Aim of the task. Could you recast every line of the data below as a JSON list of strings, one string per line, with blank lines left out and the pictures omitted?

Pointing dataset records
==*==

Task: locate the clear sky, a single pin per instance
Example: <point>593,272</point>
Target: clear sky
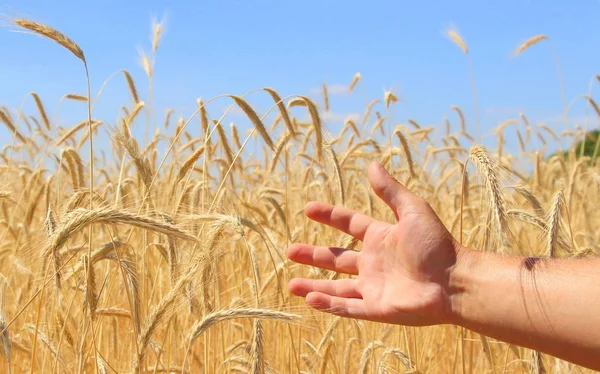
<point>216,47</point>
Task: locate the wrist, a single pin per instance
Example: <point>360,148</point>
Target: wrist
<point>460,282</point>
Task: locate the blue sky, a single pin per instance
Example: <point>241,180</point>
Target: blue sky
<point>216,47</point>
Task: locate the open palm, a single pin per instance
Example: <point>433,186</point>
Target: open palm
<point>403,270</point>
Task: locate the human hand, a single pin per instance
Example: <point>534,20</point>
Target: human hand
<point>402,273</point>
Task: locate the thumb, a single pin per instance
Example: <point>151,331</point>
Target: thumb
<point>387,188</point>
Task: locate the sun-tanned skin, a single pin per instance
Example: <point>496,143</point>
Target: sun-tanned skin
<point>415,273</point>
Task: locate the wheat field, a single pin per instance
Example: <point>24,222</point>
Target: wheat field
<point>168,256</point>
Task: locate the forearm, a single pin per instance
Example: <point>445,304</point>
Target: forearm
<point>549,305</point>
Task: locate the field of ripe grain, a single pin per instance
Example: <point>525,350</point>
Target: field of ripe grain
<point>168,255</point>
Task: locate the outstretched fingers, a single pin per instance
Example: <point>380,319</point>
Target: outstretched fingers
<point>343,219</point>
<point>341,287</point>
<point>340,306</point>
<point>330,258</point>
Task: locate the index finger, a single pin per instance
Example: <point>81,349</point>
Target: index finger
<point>343,219</point>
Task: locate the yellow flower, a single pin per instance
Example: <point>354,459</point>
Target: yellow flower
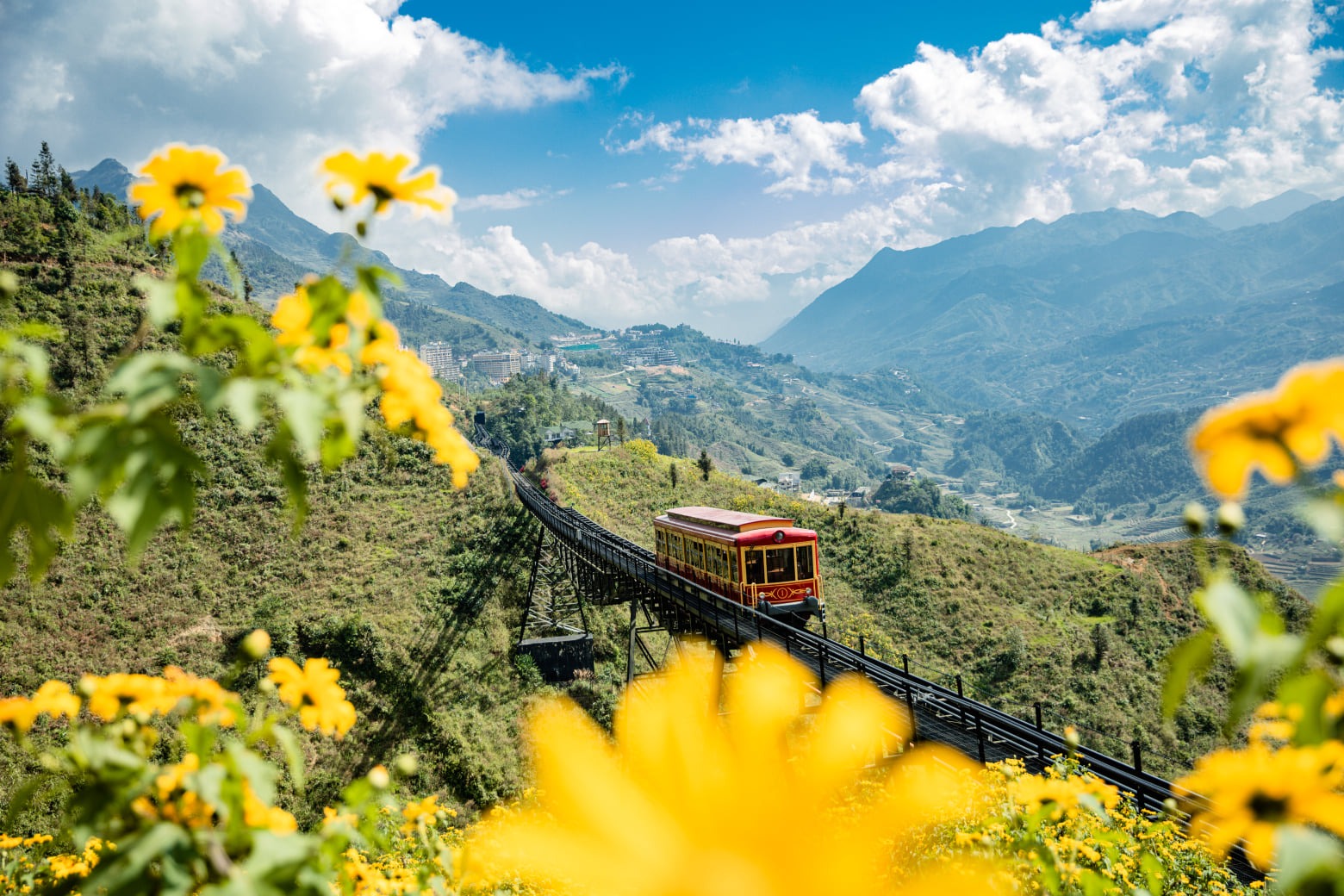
<point>1252,793</point>
<point>53,699</point>
<point>189,185</point>
<point>351,179</point>
<point>292,316</point>
<point>1273,432</point>
<point>410,395</point>
<point>691,801</point>
<point>314,691</point>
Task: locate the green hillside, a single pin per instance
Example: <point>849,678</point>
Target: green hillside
<point>1084,634</point>
<point>412,588</point>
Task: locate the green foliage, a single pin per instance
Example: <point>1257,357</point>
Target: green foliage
<point>1012,617</point>
<point>919,496</point>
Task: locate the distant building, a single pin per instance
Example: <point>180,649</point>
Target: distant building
<point>439,356</point>
<point>650,356</point>
<point>497,367</point>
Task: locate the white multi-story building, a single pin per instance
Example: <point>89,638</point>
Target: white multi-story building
<point>497,365</point>
<point>439,356</point>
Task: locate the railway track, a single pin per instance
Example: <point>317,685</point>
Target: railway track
<point>937,713</point>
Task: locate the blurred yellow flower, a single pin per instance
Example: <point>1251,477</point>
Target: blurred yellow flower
<point>1276,432</point>
<point>314,691</point>
<point>351,179</point>
<point>53,699</point>
<point>410,395</point>
<point>189,185</point>
<point>691,801</point>
<point>1253,792</point>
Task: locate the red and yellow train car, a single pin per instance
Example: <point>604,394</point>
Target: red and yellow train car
<point>763,562</point>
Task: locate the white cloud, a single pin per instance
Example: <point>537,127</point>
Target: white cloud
<point>275,84</point>
<point>510,201</point>
<point>1154,103</point>
<point>787,146</point>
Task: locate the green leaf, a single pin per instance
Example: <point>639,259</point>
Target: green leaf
<point>125,871</point>
<point>190,249</point>
<point>244,401</point>
<point>1327,518</point>
<point>1187,660</point>
<point>305,413</point>
<point>1303,855</point>
<point>160,300</point>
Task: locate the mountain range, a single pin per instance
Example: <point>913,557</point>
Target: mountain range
<point>1094,317</point>
<point>276,249</point>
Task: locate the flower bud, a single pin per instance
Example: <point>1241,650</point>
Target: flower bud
<point>1197,519</point>
<point>256,645</point>
<point>1231,518</point>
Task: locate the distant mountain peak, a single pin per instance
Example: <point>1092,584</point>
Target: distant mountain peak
<point>1269,211</point>
<point>109,175</point>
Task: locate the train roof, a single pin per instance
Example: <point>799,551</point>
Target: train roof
<point>726,520</point>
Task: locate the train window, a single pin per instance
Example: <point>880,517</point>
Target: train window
<point>806,562</point>
<point>756,567</point>
<point>779,564</point>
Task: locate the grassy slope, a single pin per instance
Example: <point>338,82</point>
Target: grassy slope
<point>413,590</point>
<point>1015,619</point>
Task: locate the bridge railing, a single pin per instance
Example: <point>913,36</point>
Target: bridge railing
<point>938,712</point>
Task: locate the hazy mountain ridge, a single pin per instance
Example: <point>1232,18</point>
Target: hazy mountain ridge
<point>276,247</point>
<point>1183,312</point>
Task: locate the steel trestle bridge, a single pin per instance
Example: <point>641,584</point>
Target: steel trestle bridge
<point>607,569</point>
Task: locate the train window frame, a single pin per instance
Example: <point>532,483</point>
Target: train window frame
<point>811,562</point>
<point>787,571</point>
<point>758,557</point>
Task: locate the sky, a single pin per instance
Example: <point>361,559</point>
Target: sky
<point>718,165</point>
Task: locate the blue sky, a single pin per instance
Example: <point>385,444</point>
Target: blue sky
<point>712,163</point>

==*==

Complete response.
[
  "Task: locate the clear sky, a single pin per instance",
  "Example: <point>593,272</point>",
  "Target: clear sky",
  "<point>216,47</point>",
  "Task: locate the wrist, a single pin per instance",
  "Example: <point>360,148</point>",
  "Target: wrist",
  "<point>460,282</point>",
  "Task: locate the blue sky, a single pin per instance",
  "Example: <point>241,180</point>",
  "Target: blue sky",
  "<point>216,47</point>",
  "Task: locate the open palm, a single pin per instance",
  "Example: <point>433,186</point>",
  "Target: open palm",
  "<point>403,270</point>",
  "Task: locate the human hand, a single pin per instance",
  "Example: <point>534,20</point>",
  "Target: human hand",
  "<point>402,273</point>",
  "Task: locate the thumb, a single pin per instance",
  "Example: <point>151,331</point>",
  "Target: thumb",
  "<point>387,188</point>",
  "Task: locate the sun-tanned skin, a single pin per instance",
  "Example: <point>496,143</point>",
  "Target: sun-tanned skin",
  "<point>415,273</point>",
  "Task: locate the wheat field, a single pin per instance",
  "Example: <point>24,222</point>",
  "Target: wheat field",
  "<point>168,256</point>",
  "Task: locate the forearm, a single pin per instance",
  "Example: <point>445,304</point>",
  "Target: forearm",
  "<point>549,305</point>",
  "Task: locate the field of ripe grain, a single pin per instance",
  "Example: <point>525,350</point>",
  "Target: field of ripe grain",
  "<point>168,255</point>",
  "Task: locate the outstretched fingers, a single pin per instance",
  "Example: <point>380,319</point>",
  "Target: outstretched fingers",
  "<point>343,219</point>",
  "<point>341,287</point>",
  "<point>340,306</point>",
  "<point>330,258</point>",
  "Task: locate the index finger, a single pin per instance",
  "Example: <point>81,349</point>",
  "Target: index finger",
  "<point>343,219</point>",
  "Task: locate the yellow flower, a single pin per instance",
  "Example: <point>354,459</point>",
  "Target: yellow flower",
  "<point>1252,793</point>",
  "<point>53,699</point>",
  "<point>189,185</point>",
  "<point>351,179</point>",
  "<point>292,316</point>",
  "<point>1273,432</point>",
  "<point>410,395</point>",
  "<point>691,801</point>",
  "<point>314,691</point>",
  "Task: locate the green hillside, a single pin per instance",
  "Example: <point>849,678</point>",
  "Target: green hillside",
  "<point>1084,634</point>",
  "<point>412,588</point>",
  "Task: locate the green foliage, a single pin per instance",
  "Example: <point>1257,357</point>",
  "Target: green foliage",
  "<point>1012,617</point>",
  "<point>919,496</point>",
  "Task: locate the distant building, a single pin per instance",
  "Example: <point>180,649</point>",
  "Target: distant building",
  "<point>439,356</point>",
  "<point>650,356</point>",
  "<point>497,367</point>",
  "Task: locate the white multi-story building, a single pin per instance",
  "Example: <point>89,638</point>",
  "Target: white multi-story building",
  "<point>497,365</point>",
  "<point>439,356</point>",
  "Task: locate the railway track, a single pin per instance",
  "Example: <point>317,685</point>",
  "Target: railway track",
  "<point>937,713</point>",
  "Task: locate the blurred yellow flower, a single pin per instance",
  "Example: <point>1251,477</point>",
  "Target: blurred yellow flower",
  "<point>1276,432</point>",
  "<point>314,691</point>",
  "<point>351,179</point>",
  "<point>53,699</point>",
  "<point>410,395</point>",
  "<point>189,185</point>",
  "<point>691,801</point>",
  "<point>1253,792</point>",
  "Task: locate the red and yellow train car, a single pin per instance",
  "Example: <point>604,394</point>",
  "Target: red and yellow train car",
  "<point>763,562</point>",
  "Task: locate the white cloud, a single pin per instance",
  "Example: <point>537,127</point>",
  "Target: white cloud",
  "<point>275,84</point>",
  "<point>510,201</point>",
  "<point>1154,103</point>",
  "<point>787,146</point>",
  "Task: locate the green leaf, a single pin per instance",
  "Example: <point>639,259</point>",
  "Target: green leaf",
  "<point>125,871</point>",
  "<point>190,249</point>",
  "<point>244,401</point>",
  "<point>1327,518</point>",
  "<point>1187,660</point>",
  "<point>305,413</point>",
  "<point>1303,855</point>",
  "<point>160,300</point>",
  "Task: locate the mountain range, a single pin per instance",
  "Example: <point>913,557</point>",
  "Target: mountain range",
  "<point>1094,317</point>",
  "<point>276,249</point>",
  "Task: locate the flower bud, a single pin per instance",
  "Example: <point>1241,650</point>",
  "Target: flower bud",
  "<point>1197,519</point>",
  "<point>256,645</point>",
  "<point>1231,518</point>",
  "Task: locate the distant mountain peak, a single pin per instance",
  "Example: <point>1092,584</point>",
  "Target: distant mountain peak",
  "<point>1269,211</point>",
  "<point>109,175</point>",
  "Task: locate the train roof, a single pin per instance",
  "Example: <point>799,551</point>",
  "Target: train roof",
  "<point>726,520</point>",
  "Task: locate the train window, a single pin per instance",
  "Example: <point>880,517</point>",
  "Target: train window",
  "<point>806,562</point>",
  "<point>756,567</point>",
  "<point>779,564</point>",
  "Task: locate the grassy slope, a single pin per instance",
  "Example: <point>338,82</point>",
  "Target: grassy slope",
  "<point>413,590</point>",
  "<point>1015,619</point>",
  "Task: locate the bridge railing, a single pin per instance",
  "Example: <point>913,36</point>",
  "Target: bridge railing",
  "<point>938,712</point>",
  "Task: locate the hazy mountain ridge, a single pin per instance",
  "Example: <point>1232,18</point>",
  "Target: hazy mountain ridge",
  "<point>276,247</point>",
  "<point>1183,312</point>",
  "Task: locate the steel trestle bridge, a single pin per instance",
  "Example: <point>641,584</point>",
  "Target: steel trestle bridge",
  "<point>607,569</point>",
  "Task: locate the train window frame, a single pin per instance",
  "Example: <point>532,483</point>",
  "Target: train window frame",
  "<point>811,562</point>",
  "<point>787,571</point>",
  "<point>758,557</point>",
  "Task: locate the sky, a single pin per instance",
  "Example: <point>361,559</point>",
  "Target: sky",
  "<point>718,165</point>",
  "Task: locate the blue sky, a single pin per instance",
  "Example: <point>385,444</point>",
  "Target: blue sky",
  "<point>712,163</point>"
]